------ Exercise data
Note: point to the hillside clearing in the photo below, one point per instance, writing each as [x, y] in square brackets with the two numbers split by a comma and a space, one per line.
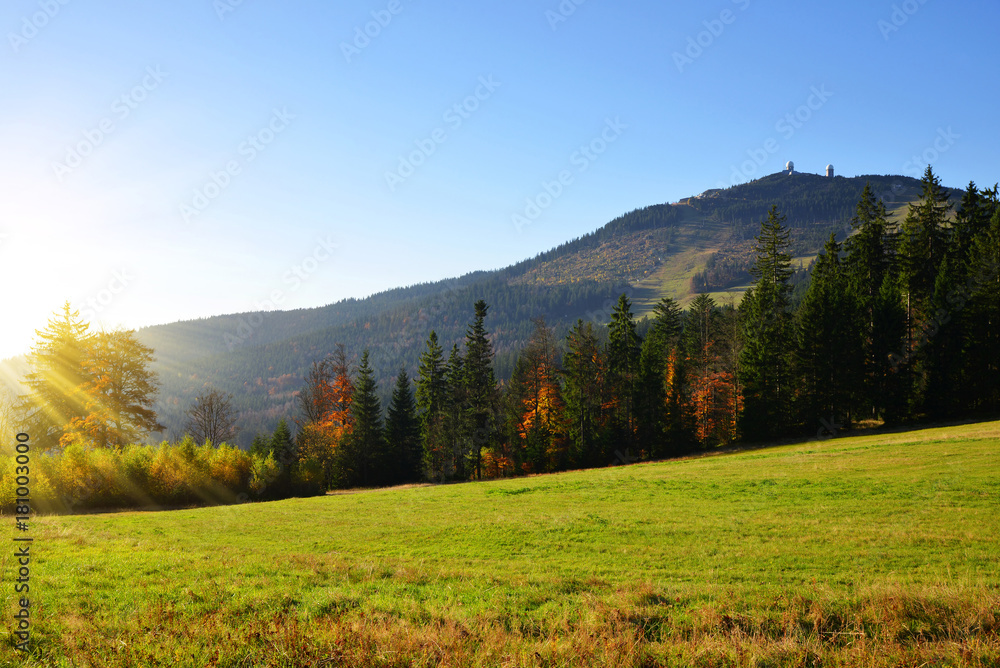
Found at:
[871, 550]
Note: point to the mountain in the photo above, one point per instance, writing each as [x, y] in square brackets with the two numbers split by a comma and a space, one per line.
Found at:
[700, 244]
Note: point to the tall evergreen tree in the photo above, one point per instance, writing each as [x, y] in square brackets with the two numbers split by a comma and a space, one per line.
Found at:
[981, 296]
[923, 245]
[623, 370]
[829, 353]
[286, 455]
[481, 387]
[539, 404]
[432, 399]
[362, 456]
[584, 373]
[939, 370]
[656, 404]
[767, 334]
[972, 219]
[453, 457]
[402, 430]
[870, 262]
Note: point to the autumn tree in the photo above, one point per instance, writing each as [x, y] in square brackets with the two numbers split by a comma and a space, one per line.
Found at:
[710, 388]
[212, 418]
[361, 457]
[118, 394]
[56, 378]
[623, 370]
[538, 402]
[432, 401]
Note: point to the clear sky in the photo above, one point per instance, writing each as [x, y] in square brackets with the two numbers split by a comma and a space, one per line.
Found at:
[166, 161]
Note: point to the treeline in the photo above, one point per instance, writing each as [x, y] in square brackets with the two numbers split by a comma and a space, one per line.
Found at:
[897, 323]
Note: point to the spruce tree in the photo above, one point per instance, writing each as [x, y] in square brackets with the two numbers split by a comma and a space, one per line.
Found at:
[923, 245]
[285, 454]
[363, 460]
[657, 367]
[455, 425]
[584, 373]
[829, 354]
[767, 333]
[623, 369]
[981, 296]
[402, 430]
[481, 387]
[869, 261]
[432, 399]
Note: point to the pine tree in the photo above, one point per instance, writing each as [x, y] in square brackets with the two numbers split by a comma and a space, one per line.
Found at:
[972, 219]
[119, 392]
[481, 387]
[923, 246]
[362, 458]
[402, 430]
[55, 383]
[623, 370]
[767, 334]
[940, 365]
[455, 425]
[535, 383]
[657, 357]
[431, 386]
[870, 261]
[981, 296]
[829, 354]
[584, 371]
[286, 456]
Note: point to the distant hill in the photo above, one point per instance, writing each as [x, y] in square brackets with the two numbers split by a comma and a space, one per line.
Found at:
[701, 244]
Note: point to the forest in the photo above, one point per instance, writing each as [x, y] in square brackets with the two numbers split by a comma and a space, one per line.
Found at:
[899, 322]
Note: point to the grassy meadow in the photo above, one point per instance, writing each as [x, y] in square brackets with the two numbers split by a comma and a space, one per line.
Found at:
[875, 550]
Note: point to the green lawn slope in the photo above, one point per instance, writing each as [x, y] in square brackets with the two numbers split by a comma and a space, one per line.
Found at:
[875, 550]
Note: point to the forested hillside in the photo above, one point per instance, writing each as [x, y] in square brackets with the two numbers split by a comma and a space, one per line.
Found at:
[262, 357]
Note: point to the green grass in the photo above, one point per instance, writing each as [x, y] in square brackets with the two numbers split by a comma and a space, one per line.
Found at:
[871, 550]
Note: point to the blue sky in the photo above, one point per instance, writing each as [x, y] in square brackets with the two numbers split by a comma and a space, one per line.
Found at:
[167, 161]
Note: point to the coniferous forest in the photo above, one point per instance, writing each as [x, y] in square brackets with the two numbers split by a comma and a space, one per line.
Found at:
[900, 322]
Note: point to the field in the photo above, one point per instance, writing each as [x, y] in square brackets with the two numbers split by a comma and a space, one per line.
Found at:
[877, 550]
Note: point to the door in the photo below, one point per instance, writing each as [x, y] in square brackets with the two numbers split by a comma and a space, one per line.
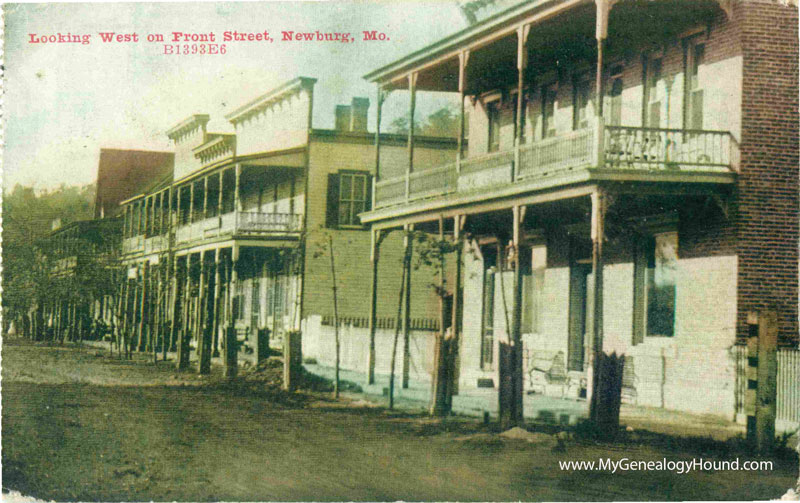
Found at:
[579, 311]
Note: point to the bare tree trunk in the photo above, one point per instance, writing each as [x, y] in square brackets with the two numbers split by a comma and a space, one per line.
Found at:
[335, 317]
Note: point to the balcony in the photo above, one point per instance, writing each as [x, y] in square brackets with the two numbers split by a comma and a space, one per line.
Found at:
[146, 244]
[241, 223]
[599, 152]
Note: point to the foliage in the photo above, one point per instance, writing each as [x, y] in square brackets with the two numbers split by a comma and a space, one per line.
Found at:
[27, 219]
[443, 122]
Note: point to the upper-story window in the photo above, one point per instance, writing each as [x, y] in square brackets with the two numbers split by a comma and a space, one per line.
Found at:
[493, 116]
[349, 193]
[652, 92]
[581, 98]
[695, 57]
[549, 97]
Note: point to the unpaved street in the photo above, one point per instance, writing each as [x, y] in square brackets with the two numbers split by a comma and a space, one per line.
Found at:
[80, 425]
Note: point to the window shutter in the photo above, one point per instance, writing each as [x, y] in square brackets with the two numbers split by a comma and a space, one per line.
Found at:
[332, 208]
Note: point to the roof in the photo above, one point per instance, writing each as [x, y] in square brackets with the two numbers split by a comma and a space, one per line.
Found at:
[187, 124]
[273, 96]
[122, 174]
[502, 14]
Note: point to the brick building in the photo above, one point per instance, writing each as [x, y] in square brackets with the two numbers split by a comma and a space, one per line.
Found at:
[630, 186]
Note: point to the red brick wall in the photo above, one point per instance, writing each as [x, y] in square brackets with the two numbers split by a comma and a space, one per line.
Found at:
[768, 182]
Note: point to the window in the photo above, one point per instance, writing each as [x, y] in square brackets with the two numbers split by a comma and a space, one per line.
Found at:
[580, 103]
[549, 96]
[655, 272]
[493, 116]
[533, 291]
[652, 93]
[695, 56]
[487, 332]
[349, 193]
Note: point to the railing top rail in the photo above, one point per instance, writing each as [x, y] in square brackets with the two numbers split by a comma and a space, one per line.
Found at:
[671, 130]
[437, 169]
[490, 155]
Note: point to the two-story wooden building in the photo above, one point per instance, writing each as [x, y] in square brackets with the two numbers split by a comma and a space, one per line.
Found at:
[233, 249]
[630, 186]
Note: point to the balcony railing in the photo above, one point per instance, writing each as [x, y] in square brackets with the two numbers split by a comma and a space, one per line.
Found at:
[600, 147]
[240, 222]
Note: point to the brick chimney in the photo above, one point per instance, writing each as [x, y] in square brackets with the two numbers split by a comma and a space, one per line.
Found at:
[359, 109]
[342, 117]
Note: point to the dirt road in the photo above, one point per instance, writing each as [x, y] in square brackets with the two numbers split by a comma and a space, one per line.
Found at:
[79, 425]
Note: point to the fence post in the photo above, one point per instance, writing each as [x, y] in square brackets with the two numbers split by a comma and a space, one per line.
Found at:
[762, 370]
[292, 360]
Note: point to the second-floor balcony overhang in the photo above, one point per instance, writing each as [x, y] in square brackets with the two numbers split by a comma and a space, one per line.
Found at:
[542, 35]
[598, 154]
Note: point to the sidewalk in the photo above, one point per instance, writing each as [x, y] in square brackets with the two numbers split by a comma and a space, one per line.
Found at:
[474, 402]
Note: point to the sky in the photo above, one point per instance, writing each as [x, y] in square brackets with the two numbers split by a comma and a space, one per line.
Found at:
[65, 101]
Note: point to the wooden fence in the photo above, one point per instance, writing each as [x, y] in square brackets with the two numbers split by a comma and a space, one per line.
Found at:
[788, 393]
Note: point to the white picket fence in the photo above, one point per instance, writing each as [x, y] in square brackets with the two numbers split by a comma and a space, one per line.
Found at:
[788, 406]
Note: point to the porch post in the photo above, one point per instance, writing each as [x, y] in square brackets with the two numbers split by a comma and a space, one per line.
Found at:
[408, 243]
[219, 196]
[142, 307]
[191, 202]
[518, 213]
[458, 223]
[237, 191]
[379, 111]
[183, 333]
[205, 197]
[213, 336]
[412, 87]
[522, 64]
[441, 353]
[598, 232]
[174, 305]
[376, 237]
[204, 364]
[231, 348]
[603, 9]
[463, 60]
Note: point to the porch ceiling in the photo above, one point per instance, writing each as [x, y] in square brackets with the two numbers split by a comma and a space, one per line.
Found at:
[561, 36]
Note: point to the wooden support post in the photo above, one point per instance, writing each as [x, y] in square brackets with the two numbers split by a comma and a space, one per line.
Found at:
[183, 332]
[598, 234]
[408, 243]
[518, 213]
[215, 310]
[463, 60]
[237, 198]
[231, 343]
[458, 223]
[377, 236]
[762, 374]
[204, 360]
[379, 111]
[175, 311]
[522, 64]
[439, 385]
[142, 310]
[412, 87]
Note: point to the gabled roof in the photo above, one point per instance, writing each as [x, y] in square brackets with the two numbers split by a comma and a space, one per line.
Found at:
[122, 174]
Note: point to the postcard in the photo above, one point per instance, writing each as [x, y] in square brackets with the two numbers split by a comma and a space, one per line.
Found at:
[473, 250]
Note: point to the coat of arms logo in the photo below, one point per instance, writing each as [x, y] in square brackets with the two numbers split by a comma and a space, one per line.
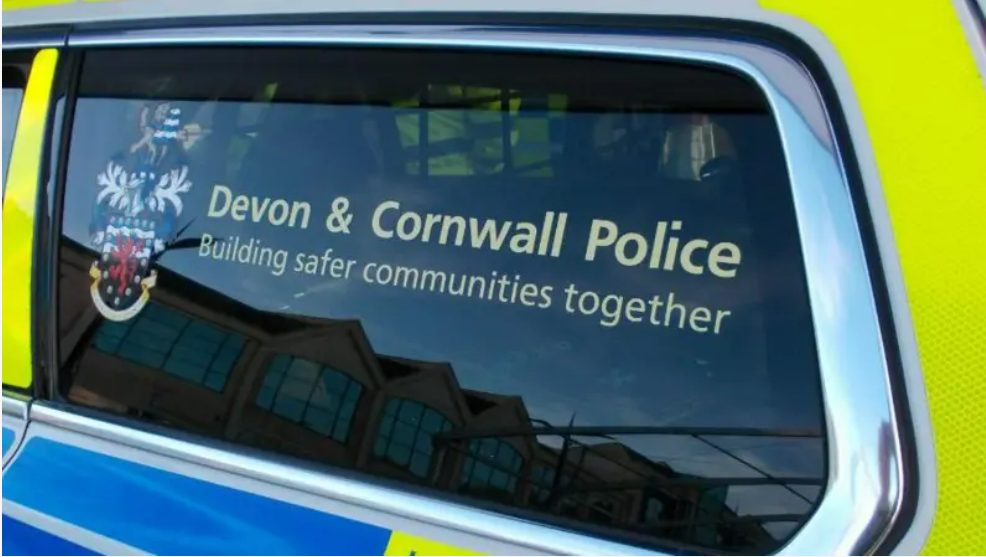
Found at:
[138, 204]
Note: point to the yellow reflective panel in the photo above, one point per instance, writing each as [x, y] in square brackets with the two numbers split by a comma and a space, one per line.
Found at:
[925, 111]
[21, 4]
[406, 544]
[23, 182]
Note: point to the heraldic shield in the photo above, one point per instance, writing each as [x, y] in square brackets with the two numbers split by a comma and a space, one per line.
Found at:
[122, 276]
[138, 204]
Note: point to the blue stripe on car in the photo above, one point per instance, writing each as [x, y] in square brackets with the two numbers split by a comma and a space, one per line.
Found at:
[166, 513]
[24, 539]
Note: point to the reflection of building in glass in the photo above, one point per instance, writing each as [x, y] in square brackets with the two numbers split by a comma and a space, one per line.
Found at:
[315, 389]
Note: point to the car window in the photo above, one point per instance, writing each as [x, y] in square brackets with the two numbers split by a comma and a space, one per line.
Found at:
[14, 82]
[485, 276]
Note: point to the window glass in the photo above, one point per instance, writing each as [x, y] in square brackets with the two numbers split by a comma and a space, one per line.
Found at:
[407, 433]
[14, 82]
[579, 301]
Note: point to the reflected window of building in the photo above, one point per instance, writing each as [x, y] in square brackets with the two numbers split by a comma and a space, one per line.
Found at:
[652, 511]
[492, 466]
[163, 339]
[319, 397]
[602, 511]
[406, 435]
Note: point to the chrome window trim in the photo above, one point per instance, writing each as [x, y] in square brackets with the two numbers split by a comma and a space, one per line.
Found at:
[15, 408]
[864, 494]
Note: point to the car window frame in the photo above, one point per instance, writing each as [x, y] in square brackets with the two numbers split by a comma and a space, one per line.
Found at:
[854, 369]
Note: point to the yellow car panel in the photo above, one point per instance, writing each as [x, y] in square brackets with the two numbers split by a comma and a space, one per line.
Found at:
[915, 82]
[23, 182]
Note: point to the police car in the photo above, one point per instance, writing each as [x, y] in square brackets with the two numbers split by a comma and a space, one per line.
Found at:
------------
Short problem: Write out the lines above from the one containing "Note: point to the window glass" through the last, exactly as they are.

Response to this exercise:
Note: point to the window glass in the photo above, one point per instance, writing each as [x, y] in square brackets with the two numbers split by a comma and a space, one per line.
Found at:
[407, 433]
[14, 82]
[579, 301]
Note: point to the reflected window of building in the photo above, one point per instance, writing each as [x, y] in square brackets with the two numbers split by a comma and a space, one per line.
Found at:
[652, 511]
[492, 466]
[163, 339]
[319, 397]
[602, 511]
[406, 435]
Note: point to the chrome window trim in the photo above, one point per instance, writing each as [x, y] in square brackets with the two numbers split by a comma and a space, one per line.
Found at:
[15, 408]
[864, 494]
Note: point to the car window frame in the photo above, one point per instance, writing each as [x, y] in square brackets with the two numbers split by a comma and a space, one per line.
Found at:
[854, 369]
Note: point to the yellow car panel in the photo above, one point per instance, writing each as [x, y] in square brackets with the two numbers split by a comma and a space, one per line.
Found at:
[915, 82]
[23, 182]
Note: point to the police car in the photo above, one point per instance, writing each as [x, y] in square brackets with the two numbers split by a comma and a space, one per line.
Found at:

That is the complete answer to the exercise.